• Job:
Lay out the data below as a two-column CSV with the header row text,answer, giving each text and its answer one row. Wrap every field in double quotes and replace line breaks with spaces.

• Data for this task:
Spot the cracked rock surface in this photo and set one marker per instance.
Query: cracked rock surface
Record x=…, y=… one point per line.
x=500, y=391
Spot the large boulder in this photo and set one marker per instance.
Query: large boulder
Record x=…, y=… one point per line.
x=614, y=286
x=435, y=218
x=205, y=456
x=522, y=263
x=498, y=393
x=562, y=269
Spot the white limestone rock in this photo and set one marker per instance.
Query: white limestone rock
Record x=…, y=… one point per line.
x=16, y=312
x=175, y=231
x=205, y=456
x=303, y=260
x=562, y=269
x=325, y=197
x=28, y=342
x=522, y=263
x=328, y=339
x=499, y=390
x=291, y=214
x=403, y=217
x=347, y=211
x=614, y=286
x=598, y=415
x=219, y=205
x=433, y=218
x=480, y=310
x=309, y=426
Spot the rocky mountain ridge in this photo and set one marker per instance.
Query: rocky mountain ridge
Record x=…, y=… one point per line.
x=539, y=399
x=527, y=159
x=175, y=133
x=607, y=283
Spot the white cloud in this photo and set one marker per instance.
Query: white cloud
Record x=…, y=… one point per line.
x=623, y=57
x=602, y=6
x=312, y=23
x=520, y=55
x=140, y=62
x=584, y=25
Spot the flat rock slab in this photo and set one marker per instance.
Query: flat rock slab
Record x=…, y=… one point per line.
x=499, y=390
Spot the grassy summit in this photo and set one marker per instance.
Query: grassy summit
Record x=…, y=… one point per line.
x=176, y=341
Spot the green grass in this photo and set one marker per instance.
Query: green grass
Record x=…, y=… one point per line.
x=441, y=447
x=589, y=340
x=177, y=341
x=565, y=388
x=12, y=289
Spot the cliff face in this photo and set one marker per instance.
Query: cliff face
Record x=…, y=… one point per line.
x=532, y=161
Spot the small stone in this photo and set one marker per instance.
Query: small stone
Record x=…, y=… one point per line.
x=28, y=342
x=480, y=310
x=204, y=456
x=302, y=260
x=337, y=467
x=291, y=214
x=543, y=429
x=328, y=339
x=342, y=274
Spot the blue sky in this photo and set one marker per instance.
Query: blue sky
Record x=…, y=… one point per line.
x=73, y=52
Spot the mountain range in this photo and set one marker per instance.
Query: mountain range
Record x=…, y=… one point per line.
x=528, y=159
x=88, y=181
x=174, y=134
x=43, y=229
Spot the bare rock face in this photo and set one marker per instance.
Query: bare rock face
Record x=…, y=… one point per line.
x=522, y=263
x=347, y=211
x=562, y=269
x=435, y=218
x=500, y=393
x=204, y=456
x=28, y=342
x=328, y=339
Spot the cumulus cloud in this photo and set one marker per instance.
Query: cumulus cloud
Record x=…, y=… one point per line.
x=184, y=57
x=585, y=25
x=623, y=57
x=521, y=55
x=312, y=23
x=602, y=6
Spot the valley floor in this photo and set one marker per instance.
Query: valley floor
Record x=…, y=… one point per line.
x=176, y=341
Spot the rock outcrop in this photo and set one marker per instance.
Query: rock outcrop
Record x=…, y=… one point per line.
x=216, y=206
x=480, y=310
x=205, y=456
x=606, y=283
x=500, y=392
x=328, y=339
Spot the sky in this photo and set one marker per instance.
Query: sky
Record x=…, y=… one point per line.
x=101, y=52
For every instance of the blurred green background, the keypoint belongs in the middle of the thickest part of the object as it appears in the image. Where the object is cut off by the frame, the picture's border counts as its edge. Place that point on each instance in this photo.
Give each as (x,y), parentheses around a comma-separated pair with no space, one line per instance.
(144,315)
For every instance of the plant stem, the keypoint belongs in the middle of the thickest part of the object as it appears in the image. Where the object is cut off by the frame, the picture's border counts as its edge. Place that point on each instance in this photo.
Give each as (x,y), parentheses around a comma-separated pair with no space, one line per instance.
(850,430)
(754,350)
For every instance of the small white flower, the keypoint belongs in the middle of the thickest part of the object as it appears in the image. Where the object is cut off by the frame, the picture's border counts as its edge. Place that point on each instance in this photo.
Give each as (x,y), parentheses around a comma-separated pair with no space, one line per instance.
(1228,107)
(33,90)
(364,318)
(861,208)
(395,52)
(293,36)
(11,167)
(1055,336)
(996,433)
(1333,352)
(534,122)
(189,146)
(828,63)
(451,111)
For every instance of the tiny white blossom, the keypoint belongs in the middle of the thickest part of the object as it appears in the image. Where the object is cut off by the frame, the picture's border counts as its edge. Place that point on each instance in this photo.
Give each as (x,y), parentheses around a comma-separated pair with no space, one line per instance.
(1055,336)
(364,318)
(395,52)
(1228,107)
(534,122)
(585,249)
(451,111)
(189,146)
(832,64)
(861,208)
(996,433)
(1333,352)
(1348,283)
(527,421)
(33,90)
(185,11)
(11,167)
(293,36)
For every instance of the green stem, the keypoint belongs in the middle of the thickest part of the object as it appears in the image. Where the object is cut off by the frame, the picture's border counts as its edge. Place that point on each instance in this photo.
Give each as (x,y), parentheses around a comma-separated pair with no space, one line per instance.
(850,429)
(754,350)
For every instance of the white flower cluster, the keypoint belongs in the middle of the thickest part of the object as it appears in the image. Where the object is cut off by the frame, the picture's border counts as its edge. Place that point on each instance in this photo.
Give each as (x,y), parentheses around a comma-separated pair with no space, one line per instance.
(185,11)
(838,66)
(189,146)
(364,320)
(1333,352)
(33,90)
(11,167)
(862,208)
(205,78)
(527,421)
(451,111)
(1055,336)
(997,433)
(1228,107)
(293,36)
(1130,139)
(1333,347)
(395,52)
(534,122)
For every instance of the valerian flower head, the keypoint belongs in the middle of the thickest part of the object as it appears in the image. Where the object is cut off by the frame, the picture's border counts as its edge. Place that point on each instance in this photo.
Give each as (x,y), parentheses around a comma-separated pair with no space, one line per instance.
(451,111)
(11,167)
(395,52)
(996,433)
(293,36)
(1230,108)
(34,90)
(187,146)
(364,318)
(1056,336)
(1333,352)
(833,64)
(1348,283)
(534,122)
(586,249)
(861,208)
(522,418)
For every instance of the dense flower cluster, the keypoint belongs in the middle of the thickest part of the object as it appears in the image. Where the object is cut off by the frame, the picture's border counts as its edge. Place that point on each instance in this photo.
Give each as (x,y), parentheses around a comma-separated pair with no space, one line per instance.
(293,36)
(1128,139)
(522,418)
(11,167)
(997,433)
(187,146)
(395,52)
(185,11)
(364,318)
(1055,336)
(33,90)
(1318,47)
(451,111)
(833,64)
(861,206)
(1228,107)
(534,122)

• Full output:
text,answer
"Spot the cracked rock surface in this photo and set one marker per instance. Query: cracked rock surface Record x=…, y=… one point per line.","x=500, y=391"
"Spot the large boulder in this photo and set one marker per instance. Query: large boulder Record x=…, y=… one point per line.","x=614, y=286 x=435, y=218 x=205, y=456 x=522, y=263 x=498, y=393 x=562, y=269"
"Spot the white limestone rock in this photo and set one marker per instance. Query: white limestone rock Record x=…, y=… one point per line.","x=16, y=312 x=175, y=231 x=205, y=456 x=303, y=260 x=562, y=269 x=325, y=197 x=28, y=342 x=522, y=263 x=328, y=339 x=499, y=390 x=291, y=214 x=403, y=217 x=347, y=211 x=614, y=286 x=598, y=415 x=219, y=205 x=433, y=218 x=480, y=310 x=309, y=426"
"Spot the rocky mountain ridge in this photo and set one marker per instance. Query: rocky mountain ridge Record x=…, y=… one point per line.","x=539, y=399 x=527, y=159 x=175, y=133 x=607, y=283"
"Spot the white cloud in this photo and set one marker per instance. Query: white cloud Record x=…, y=… one point per line.","x=623, y=57 x=602, y=6 x=312, y=23 x=520, y=55 x=140, y=62 x=584, y=25"
"Spot the flat rock slab in this photo and set one marker per instance. Query: flat rock slab Record x=…, y=… one point per line.","x=499, y=390"
"Spot the grassy summit in this photo and set one marker per instance. Query: grassy summit Record x=…, y=… one point per line.","x=176, y=341"
"Spot the green grass in this photo and set one marker per instance. Query: green grass Record x=…, y=… one point per line.","x=441, y=447 x=589, y=340 x=177, y=341 x=565, y=388 x=12, y=289"
"Spot the cliff face in this photo and set one marker per instance. Query: cliff face Record x=…, y=… one point per line.","x=532, y=161"
"Spot the small stone in this photo and set one marker per instance. Query: small stone Record x=…, y=… one point per line.","x=28, y=342 x=480, y=310 x=204, y=456 x=302, y=260 x=337, y=467 x=291, y=214 x=543, y=429 x=328, y=339 x=342, y=274"
"Spot the blue sky in this photo and set one marker per instance. Query: blue sky Record x=…, y=… one point per line.","x=73, y=52"
"Spot the mountain range in this photo and set one marker per instance. Query: mountain range Record x=…, y=… one point per line.","x=528, y=159 x=88, y=181 x=174, y=134 x=43, y=229"
"Spot the bare rock face in this photo and set one marker per instance. Query: bare rock face Record x=…, y=… one point per line.","x=522, y=263 x=347, y=211 x=562, y=269 x=435, y=218 x=500, y=393 x=204, y=456 x=28, y=342 x=328, y=339"
"Spot the cumulus cloud in this photo and set one marker per instance. Query: cumulus cloud Record x=…, y=… one point per line.","x=184, y=57 x=585, y=25 x=623, y=57 x=521, y=55 x=312, y=23 x=602, y=6"
"Spot the valley floor in this photo and set one marker per instance. Query: valley floor Record x=…, y=… one point per line.","x=176, y=341"
"Spot the rock outcrop in this photo and set one marker per instance. Query: rock outcrop Record x=…, y=… one point per line.","x=216, y=206 x=480, y=310 x=205, y=456 x=606, y=283 x=500, y=392 x=328, y=339"
"Spot the sky in this photo and set one marker per instance. Query: sky Record x=…, y=… one point per line.","x=101, y=52"
"For every instance of the blurred green background, the keypoint belongs in the middle of the thickest part of the object as it appears in the image. Where the object is cut off by the frame, the picture's border counts as its edge. Place that point on each instance in this photo. Give each as (x,y), parentheses around a comma-separated pair with no space, one line per instance.","(144,315)"
"For every instance of the plant stem, the keypoint belongs in the middle of the thickest part of the object as it appears in the image. Where the object is cut off by the frame, the picture's border counts as its edge. Place that point on each instance in this photo. Give each as (x,y), parentheses around a comma-separated pair with no space, one line per instance.","(850,430) (754,350)"
"For every instance of the small white flower, the keypoint belongs in the middle of the thickest part of the object as it appears in the image. Where the object is cut off by the frame, the picture's border counts as its edge. Place that point on each instance in this photo. Give each as (x,y), parentheses around a comma-separated pair with no space, one line per instance.","(1228,107) (33,90) (364,318) (861,208) (395,52) (293,36) (11,167) (1055,336) (996,433) (1333,352) (534,122) (189,146) (828,63) (451,111)"
"For every instance of the tiny white blossom, the keypoint belongs in the middle of the thickest part of the object as it appears in the image. Where the object is cut off by the frame, the picture's border counts as its edge. Place that point on each instance in this photo. Give each as (x,y), parentheses around a comma-separated pair with no space, one line per instance.","(1055,336) (364,318) (395,52) (1228,107) (534,122) (585,249) (451,111) (189,146) (832,64) (861,208) (996,433) (1333,352) (1348,283) (527,421) (33,90) (185,11) (11,167) (293,36)"
"For every instance of the green stem, the keypoint belongs in the middle of the thickest part of the object as it appears in the image. Where the object is cut off by the frame, the picture's border counts as its edge. Place that point on each instance in this photo. Give each as (x,y), parentheses around a comma-separated pair with no space, one line per instance.","(850,429) (754,350)"
"For every instance of the white flower cluster, the keypoint belongs in the middle of the thickest part of the object as it appears in the image. Where the object is cut off by the frame, the picture's border counts as its edge. Place that point on each instance in this photo. Give each as (x,y), parentheses around a comma-separated pair with no space, one line per instance.","(185,11) (838,66) (189,146) (364,320) (1333,352) (33,90) (11,167) (862,208) (205,78) (527,421) (451,111) (1055,336) (997,433) (1228,107) (293,36) (1130,139) (1333,347) (395,52) (534,122)"
"For every instance of the valerian flower head, the keypoint belongs in the middle of the thickest part of the object as it appears in the image. Where the object is cut off by the frame, the picture's border counts as its edge. Place that point on each instance in this photo. Give each as (x,y), parentheses around a comma-separated pair with no space, one line per instance.","(451,111) (11,167) (395,52) (996,433) (293,36) (1230,108) (34,90) (187,146) (364,318) (1056,336) (1333,352) (833,64) (1348,283) (534,122) (586,249) (861,208) (522,418)"
"For every instance of the dense flower cluster, the keypoint belongs in the middle of the thickest part of the object as it appears in the image. Where the object is cut off by the frame, the picture's border counts as its edge. Place that point on each instance in this photo. Give each as (x,y), parentheses around a comma-separated pair with no space, one line per instance.","(293,36) (1128,139) (522,418) (11,167) (997,433) (187,146) (395,52) (185,11) (364,318) (1055,336) (33,90) (1318,47) (451,111) (833,64) (861,206) (1228,107) (534,122)"